[Dataset records on object locations]
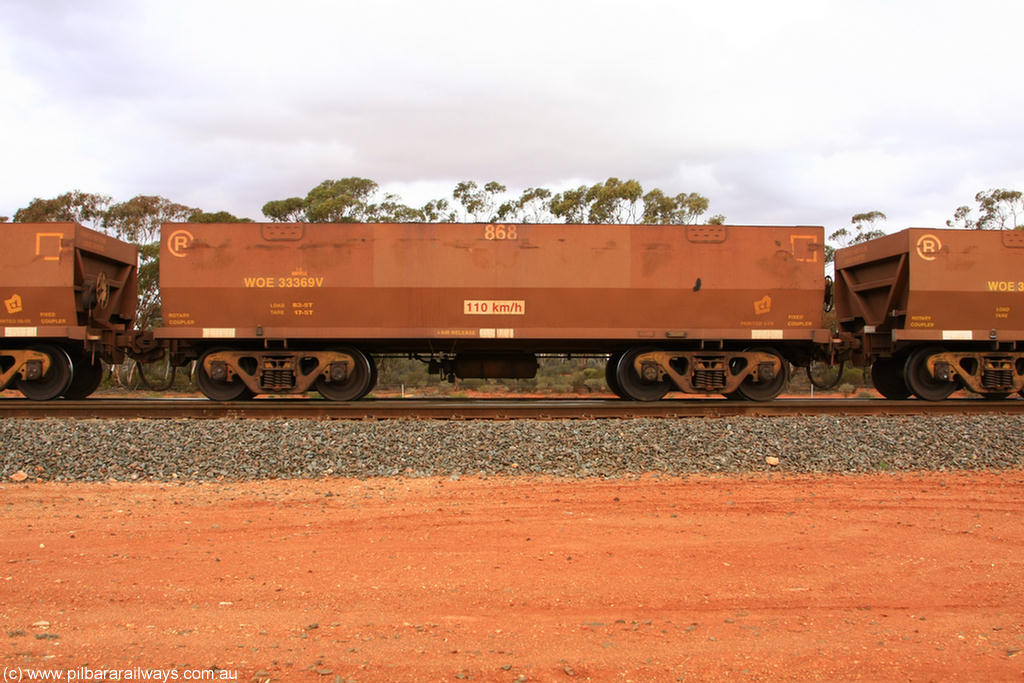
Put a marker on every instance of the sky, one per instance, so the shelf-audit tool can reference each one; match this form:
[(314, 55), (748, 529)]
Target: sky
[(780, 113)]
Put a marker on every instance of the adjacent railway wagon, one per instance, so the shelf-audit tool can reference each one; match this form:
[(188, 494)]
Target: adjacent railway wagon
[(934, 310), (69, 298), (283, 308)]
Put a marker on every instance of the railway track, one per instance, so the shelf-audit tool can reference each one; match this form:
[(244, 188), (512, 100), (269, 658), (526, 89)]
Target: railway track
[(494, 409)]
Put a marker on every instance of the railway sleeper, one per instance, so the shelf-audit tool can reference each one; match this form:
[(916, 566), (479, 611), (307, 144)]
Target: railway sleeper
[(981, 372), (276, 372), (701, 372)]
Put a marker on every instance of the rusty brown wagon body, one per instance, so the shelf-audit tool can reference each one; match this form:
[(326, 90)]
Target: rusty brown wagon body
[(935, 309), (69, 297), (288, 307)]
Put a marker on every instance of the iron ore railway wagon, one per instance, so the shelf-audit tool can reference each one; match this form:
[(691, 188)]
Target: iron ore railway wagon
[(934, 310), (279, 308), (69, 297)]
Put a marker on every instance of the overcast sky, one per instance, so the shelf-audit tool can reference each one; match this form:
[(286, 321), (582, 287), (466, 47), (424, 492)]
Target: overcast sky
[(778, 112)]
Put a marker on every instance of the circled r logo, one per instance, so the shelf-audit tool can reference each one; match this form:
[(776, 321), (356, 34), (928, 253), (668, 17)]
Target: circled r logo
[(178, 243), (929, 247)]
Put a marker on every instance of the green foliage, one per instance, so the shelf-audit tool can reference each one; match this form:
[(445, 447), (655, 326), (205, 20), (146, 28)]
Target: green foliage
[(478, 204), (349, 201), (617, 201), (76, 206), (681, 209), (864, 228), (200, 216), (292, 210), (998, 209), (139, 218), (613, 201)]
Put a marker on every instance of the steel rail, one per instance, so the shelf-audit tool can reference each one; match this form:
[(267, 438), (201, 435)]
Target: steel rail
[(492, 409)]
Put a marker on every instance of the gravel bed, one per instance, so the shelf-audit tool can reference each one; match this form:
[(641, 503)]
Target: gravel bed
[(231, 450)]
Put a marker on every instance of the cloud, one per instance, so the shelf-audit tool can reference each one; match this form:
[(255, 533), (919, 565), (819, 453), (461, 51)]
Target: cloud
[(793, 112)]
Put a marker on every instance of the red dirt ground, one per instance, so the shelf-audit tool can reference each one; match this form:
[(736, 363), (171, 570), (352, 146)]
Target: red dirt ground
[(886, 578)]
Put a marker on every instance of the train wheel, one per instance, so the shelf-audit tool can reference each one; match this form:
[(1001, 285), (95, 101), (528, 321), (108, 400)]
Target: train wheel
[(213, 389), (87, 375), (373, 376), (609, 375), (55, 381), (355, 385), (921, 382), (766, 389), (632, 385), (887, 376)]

Written exercise >>
Return all of the records above verbatim, omitting the pictures.

Expected answer >>
Put a marker on every instance of the sky, one per instance, so the shelf-audit tool can reference each one; match this form:
[(314, 55), (748, 529)]
Target: sky
[(780, 113)]
Put a marker on every instance of the adjacent railway wagon, one per instance, so the shelf-audit tool can reference each one; match this form:
[(188, 494)]
Target: adjacent railway wagon
[(934, 310), (69, 298), (283, 308)]
Put a marker on every instance of the railway track, one per instance, so the shelf-audit tool can reference each one; match this form:
[(244, 188), (512, 100), (269, 658), (526, 89)]
Target: railway track
[(494, 409)]
Put a marker on every instance of the railway sleeper, one per instance, so the shelf-audit tool can reference each one; match this form:
[(916, 566), (479, 611), (307, 144)]
Target: railway sleeper
[(981, 372), (276, 372), (701, 372)]
Put a marker on every instance of the rusty brown wagon body, one per instance, so the shelf-audit tool can reference each one; match this form:
[(326, 90)]
Target: rusty brown wagon body
[(935, 309), (69, 297), (288, 307)]
Put a marker on every instance of the iron ore railway wagon, one per instance, so the shelf-audit tool can reference each one; match this form:
[(691, 188)]
Target: iron ore railway wagon
[(934, 310), (279, 308), (69, 297)]
Put a marker on every instance of the overcast sky, one per instance, so the shelf-audit tool can reference each one; match this form:
[(286, 321), (582, 287), (466, 47), (424, 492)]
Target: overcast sky
[(778, 112)]
Put a marker on every instance of the circled r logo, one per instance, so the shelf-audit tool can reference each one; match this form:
[(776, 321), (356, 34), (928, 253), (668, 17)]
Target: circled r logo
[(178, 243), (929, 247)]
Put a marker on every instance of the green foliage, one per instance, so the shelf-audit tool can reference each one; match this form:
[(445, 447), (655, 326), (205, 20), (146, 28)]
Target: green foliage
[(478, 204), (349, 201), (617, 201), (76, 206), (681, 209), (864, 228), (200, 216), (292, 210), (998, 209), (139, 218), (613, 201)]
Put a marker on every instance of the steel rail, one per instance, so the shelf-audit tool can reference each one; match this form:
[(267, 438), (201, 435)]
Target: steel rail
[(492, 409)]
Put a marker on every instance of the gravel bed, one per instance, so the shelf-audit tool can reference each one; match this form:
[(641, 503)]
Target: gravel bed
[(231, 450)]
Put a marker on every instance of the cloud, one per instance, so the shelf-audit tool can reference each one; match this form:
[(255, 533), (919, 565), (819, 453), (461, 51)]
Target: cloud
[(793, 112)]
Put a marker on every instance of the red dirt ground, one per instance, so the shelf-audit tool can reference each one; match this form:
[(736, 363), (171, 570), (352, 146)]
Target: red dirt ground
[(886, 578)]
Put a marker on every instance of the train wheel, one per instance, so the shelf-audit tool can reference each one; match this form:
[(1001, 285), (95, 101), (528, 321), (108, 400)]
Target: train wheel
[(213, 389), (87, 375), (373, 376), (609, 375), (55, 381), (355, 385), (921, 382), (766, 389), (632, 385), (887, 376)]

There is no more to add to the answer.